*PASSAGE SHOWN*
____________________

Adjustments for comparability encompass items such as gains and
impairment losses on non-operating properties, losses on early
extinguishment of debt, derivative gains (losses), issuance costs
associated with redeemed preferred shares, demolition costs of
redevelopment and nonrecurring improvements, and executive transition
costs.

Operating Performance Highlights

Operating Portfolio Summary:

  • At December 31, 2018, the Company’s core portfolio of 161 operating
    office properties was 93.1% occupied and 94.0% leased.

    During
    the quarter, the Company placed two developments aggregating 238,000
    square feet plus our build-to-suit for a defense contractor into
    service; all three developments were 100% leased. During the year, the
    Company placed seven developments totaling 688,000 square feet that
    were 90% leased and the build-to-suit for a defense contractor that
    was 100% leased into service.

Same-Property Performance:

  • At December 31, 2018, COPT’s same-property portfolio of 147 buildings
    was 93.0% occupied and 93.8% leased.
  • For the quarter and year ended December 31, 2018, the Company’s
    same-property cash NOI from Defense/IT locations increased 1.0% and
    2.1%, respectively, over the prior year’s comparable periods. For the
    same time periods, the Company’s total same-property cash NOI
    decreased 1.1% and 0.4%, respectively, over the prior year’s
    comparable periods.

____________________

*DATA PROVIDED*
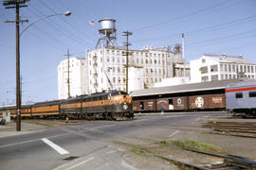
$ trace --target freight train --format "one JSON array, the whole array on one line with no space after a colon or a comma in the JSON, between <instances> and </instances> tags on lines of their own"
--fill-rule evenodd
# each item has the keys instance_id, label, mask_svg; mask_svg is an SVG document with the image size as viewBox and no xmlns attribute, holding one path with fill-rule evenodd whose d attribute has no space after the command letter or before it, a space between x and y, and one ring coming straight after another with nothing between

____________________

*SHORT TASK*
According to the operating performance passage, what were the occupancy and leased percentages of the Company's core portfolio of 161 operating office properties at December 31, 2018?

*ANSWER TO THE PROBLEM*
93.1% occupied and 94.0% leased.